======== PROVIDED ENTRIES
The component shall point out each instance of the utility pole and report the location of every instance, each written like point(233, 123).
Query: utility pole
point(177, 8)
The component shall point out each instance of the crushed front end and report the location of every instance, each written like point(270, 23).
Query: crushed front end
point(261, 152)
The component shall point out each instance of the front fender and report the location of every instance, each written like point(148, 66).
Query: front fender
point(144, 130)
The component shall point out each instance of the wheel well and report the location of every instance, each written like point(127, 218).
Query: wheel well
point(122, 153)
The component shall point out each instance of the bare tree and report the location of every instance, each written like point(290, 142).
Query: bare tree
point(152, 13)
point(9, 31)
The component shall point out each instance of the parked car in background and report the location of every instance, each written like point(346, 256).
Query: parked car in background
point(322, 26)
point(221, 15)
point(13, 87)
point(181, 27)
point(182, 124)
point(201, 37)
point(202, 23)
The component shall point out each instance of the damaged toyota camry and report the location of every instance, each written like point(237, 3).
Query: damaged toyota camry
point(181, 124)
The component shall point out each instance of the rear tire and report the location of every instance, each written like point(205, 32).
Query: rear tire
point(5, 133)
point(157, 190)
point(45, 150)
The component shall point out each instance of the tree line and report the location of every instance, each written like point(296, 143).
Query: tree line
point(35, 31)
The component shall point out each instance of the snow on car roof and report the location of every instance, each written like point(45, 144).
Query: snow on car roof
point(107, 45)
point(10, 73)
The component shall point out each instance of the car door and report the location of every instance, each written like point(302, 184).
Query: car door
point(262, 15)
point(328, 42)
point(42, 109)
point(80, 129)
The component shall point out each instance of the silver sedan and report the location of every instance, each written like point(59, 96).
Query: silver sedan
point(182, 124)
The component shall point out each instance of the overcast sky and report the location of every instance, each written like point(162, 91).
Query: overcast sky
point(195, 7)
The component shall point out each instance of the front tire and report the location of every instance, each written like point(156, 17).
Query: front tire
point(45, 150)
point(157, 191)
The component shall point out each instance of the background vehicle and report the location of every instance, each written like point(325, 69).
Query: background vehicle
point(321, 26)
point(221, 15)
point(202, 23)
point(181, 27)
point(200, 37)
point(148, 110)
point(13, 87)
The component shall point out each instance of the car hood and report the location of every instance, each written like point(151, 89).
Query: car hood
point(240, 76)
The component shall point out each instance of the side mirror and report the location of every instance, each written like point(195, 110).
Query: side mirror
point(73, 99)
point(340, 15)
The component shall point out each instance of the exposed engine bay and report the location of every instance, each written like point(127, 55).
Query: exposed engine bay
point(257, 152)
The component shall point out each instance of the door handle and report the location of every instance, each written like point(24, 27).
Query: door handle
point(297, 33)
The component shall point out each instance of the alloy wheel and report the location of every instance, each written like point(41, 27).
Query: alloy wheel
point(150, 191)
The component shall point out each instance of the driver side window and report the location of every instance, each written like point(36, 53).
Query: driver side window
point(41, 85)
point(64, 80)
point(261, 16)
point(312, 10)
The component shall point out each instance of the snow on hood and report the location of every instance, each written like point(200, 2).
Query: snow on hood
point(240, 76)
================
EXERCISE AIM
Reproduce every line of the data exactly as it was written.

EXERCISE SOLUTION
The component shall point out each instance of the utility pole and report the location of every instance, each written like point(233, 123).
Query: utility pole
point(177, 8)
The component shall point out each instance of the crushed front end and report the location of every instance, each written like point(270, 23).
Query: crushed front end
point(261, 152)
The component shall point out each instance of the front fender and report the location of every instance, each written like point(148, 66).
Query: front fender
point(144, 130)
The component shall point out each instance of the wheel well and report the location of every instance, each written like point(127, 218).
Query: wheel well
point(122, 153)
The component shall point out each instance of the bare tree and report the location of every instance, each written like point(290, 142).
Query: bare tree
point(152, 13)
point(9, 31)
The component shall point out each instance of the parked car in background and report the location of every instance, each written like point(346, 256).
Query: parked car in background
point(322, 26)
point(221, 15)
point(13, 87)
point(181, 27)
point(182, 124)
point(201, 37)
point(202, 23)
The component shall point out each instance of the damaged toyota camry and report the location of every instance, each written like point(237, 3).
Query: damaged toyota camry
point(181, 124)
The component shall point out each instance of the rear tire and report the location of every instance, each written like point(205, 32).
Query: rear tire
point(5, 133)
point(157, 190)
point(45, 150)
The component shall point out each instance of the tree line and report the location of every instance, each written like point(296, 143).
Query: tree line
point(35, 31)
The component shall point out each instance of the snow on car roof and report the location of every instance, each written like point(45, 144).
Query: snow on car roof
point(107, 45)
point(10, 73)
The component shall point out each instance of the car door and report the location of every instance, each written like point(302, 184).
Query: car door
point(262, 15)
point(328, 42)
point(42, 109)
point(80, 129)
The component shall point out each instance of the silver sedan and report the location of every instance, each written like point(59, 96).
Query: silver sedan
point(182, 124)
The component shall point out each instance of the overcast sky and report the location of every instance, each written like point(162, 91).
Query: overcast sky
point(195, 7)
The component shall point out each instance of the front tire and report the location of every instance, each written like point(156, 17).
Query: front tire
point(45, 150)
point(157, 191)
The component shall point out each instance of the background vehicle and report the location of every instance, each written like point(325, 69).
Query: background vehicle
point(321, 26)
point(221, 15)
point(202, 23)
point(181, 27)
point(200, 37)
point(148, 110)
point(13, 87)
The component shall point out each instance of the car hood and report the location of every instance, each written like point(151, 89).
Query: car hood
point(240, 76)
The component shall point out each instance of the side mirror and report the location of every instance, each written like point(195, 110).
Query: side mirror
point(73, 99)
point(340, 15)
The component shall point out each instance of the exposed engine bay and report the location of every instance, each written like point(127, 55).
Query: exposed engine bay
point(257, 152)
The component shall point out each instance of the door handle and report the location of every instance, each written like point(24, 27).
Query: door handle
point(297, 33)
The component shall point out each instance of the alloy wheel and report the location of every instance, each written like point(41, 27).
Query: alloy wheel
point(150, 191)
The component shall point out each instance of the driver side window and report the location of every instance, each written like point(36, 53).
Query: driver side window
point(41, 85)
point(64, 80)
point(261, 16)
point(312, 10)
The component shall point out each instance of the snow on hood and report the location of every instance, each written like point(200, 2).
Query: snow on hood
point(240, 76)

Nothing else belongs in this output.